-- BEGIN --
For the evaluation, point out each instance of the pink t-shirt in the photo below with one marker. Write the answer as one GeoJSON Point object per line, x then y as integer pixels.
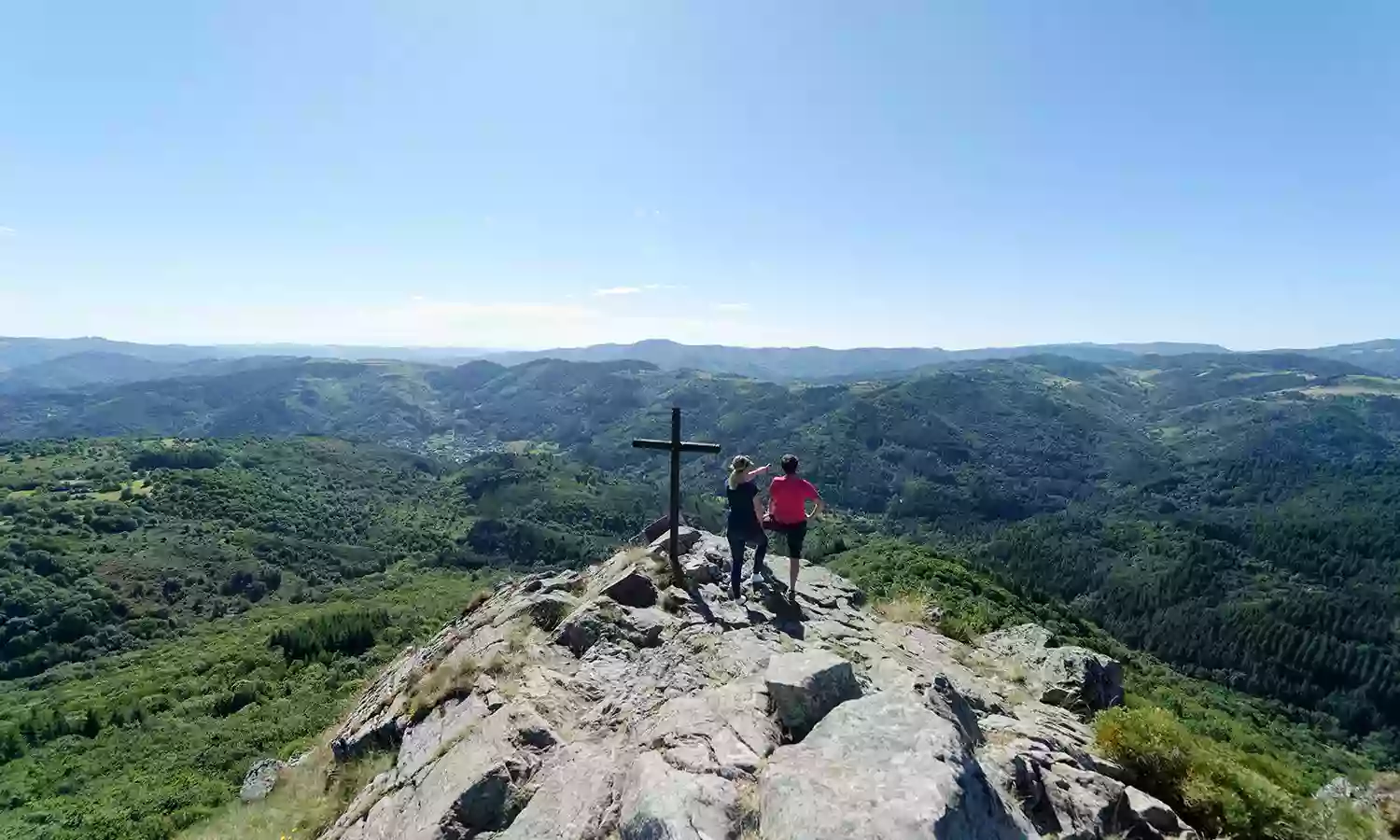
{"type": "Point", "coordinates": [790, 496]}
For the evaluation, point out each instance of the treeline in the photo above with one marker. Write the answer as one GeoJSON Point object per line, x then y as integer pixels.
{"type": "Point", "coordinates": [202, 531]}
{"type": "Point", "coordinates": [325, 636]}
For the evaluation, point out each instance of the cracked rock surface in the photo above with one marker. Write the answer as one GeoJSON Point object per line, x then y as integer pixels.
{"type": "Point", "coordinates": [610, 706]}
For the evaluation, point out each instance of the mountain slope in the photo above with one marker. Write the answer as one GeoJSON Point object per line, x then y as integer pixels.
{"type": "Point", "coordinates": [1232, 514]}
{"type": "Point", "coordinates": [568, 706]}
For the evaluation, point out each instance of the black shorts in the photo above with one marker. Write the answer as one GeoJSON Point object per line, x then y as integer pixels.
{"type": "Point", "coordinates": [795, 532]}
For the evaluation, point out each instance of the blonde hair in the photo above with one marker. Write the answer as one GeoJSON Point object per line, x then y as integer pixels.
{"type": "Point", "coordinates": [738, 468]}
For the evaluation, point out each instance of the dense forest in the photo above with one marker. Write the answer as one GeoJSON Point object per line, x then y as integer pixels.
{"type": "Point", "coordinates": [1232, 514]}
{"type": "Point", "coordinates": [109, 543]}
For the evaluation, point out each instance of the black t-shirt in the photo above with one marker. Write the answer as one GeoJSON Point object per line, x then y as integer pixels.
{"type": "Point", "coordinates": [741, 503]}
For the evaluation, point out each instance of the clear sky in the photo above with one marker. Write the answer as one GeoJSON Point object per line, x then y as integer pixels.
-- END --
* [What is required] Can you put every line of the records above into a JSON list of strings, one string per line, with blank lines skipped and the pictures left out?

* [The reply]
[
  "For the evaluation, point out each instance of the pink t-shirt in the photo below with one marker. Write the answer as one GeoJSON Point object per line, x then y as integer pixels.",
  "{\"type\": \"Point\", \"coordinates\": [790, 496]}",
  "For the evaluation, point out each instance of the treeline in the photo above with one marker. Write the answer as one GeoJSON Point object per line, x then y as integer pixels.",
  "{\"type\": \"Point\", \"coordinates\": [202, 531]}",
  "{\"type\": \"Point\", \"coordinates\": [325, 636]}",
  "For the evaluation, point out each instance of the cracked rock surface in the photo above with one marker. Write the answer as one GeoJSON Point object per line, x then y as integer pixels.",
  "{\"type\": \"Point\", \"coordinates\": [610, 706]}",
  "For the evaluation, point out each instance of the mountain slope in the photo above with one marker. Write the answer as one GeoJSON Point object per line, x then y as integer pixels.",
  "{\"type\": \"Point\", \"coordinates\": [1232, 514]}",
  "{\"type\": \"Point\", \"coordinates\": [568, 706]}",
  "For the evaluation, point out each instance of the black shorts in the photo above with one marker. Write the answer as one GeoJSON Point object per line, x then y as integer pixels.",
  "{\"type\": \"Point\", \"coordinates\": [795, 532]}",
  "For the evaluation, point out each instance of the blonde hair in the photo above with one marker. Write the answer as one GeoJSON Point object per line, x then y as integer pixels.",
  "{\"type\": \"Point\", \"coordinates\": [738, 468]}",
  "For the evaluation, point out each instance of the dense forest in the photo above with one marker. Write the answer as one GeoJSON Point object per line, x then y as integer pixels.",
  "{\"type\": \"Point\", \"coordinates\": [1232, 514]}",
  "{\"type\": \"Point\", \"coordinates\": [109, 543]}",
  "For the evaluation, point out each instance of the black t-shirt in the photo above with one marker. Write the answer as one GeoJSON Point object per line, x then y as integer pixels.",
  "{\"type\": \"Point\", \"coordinates\": [741, 503]}",
  "For the evaluation, point out each instance of the clear sky in the photo above with one marker. Write the answer as one GeoJSON Point object per line, x then y as integer pixels."
]